THE RECORDS:
──────
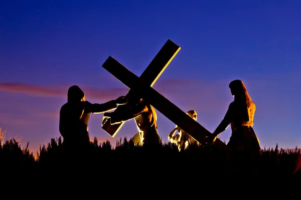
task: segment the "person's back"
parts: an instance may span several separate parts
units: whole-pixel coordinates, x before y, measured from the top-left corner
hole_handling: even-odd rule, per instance
[[[90,114],[111,110],[117,104],[126,104],[127,100],[121,96],[103,104],[91,104],[85,100],[84,92],[77,86],[69,88],[67,102],[60,110],[59,130],[65,146],[87,145],[90,142],[88,123]]]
──────
Rewrite the listing with "top-left corner" changed to "upper-left corner" and every other line and value left as is. Leave the pictures out of your answer.

task: segment the "person's back"
parts: an instance may span several separate parts
units: whole-pixel coordinates, x before y, measured from the upper-left corner
hole_handling: even-odd rule, per instance
[[[90,114],[111,110],[117,104],[126,104],[127,100],[121,96],[103,104],[91,104],[85,100],[84,92],[77,86],[69,88],[67,102],[60,110],[59,130],[65,146],[87,145],[90,142],[88,123]]]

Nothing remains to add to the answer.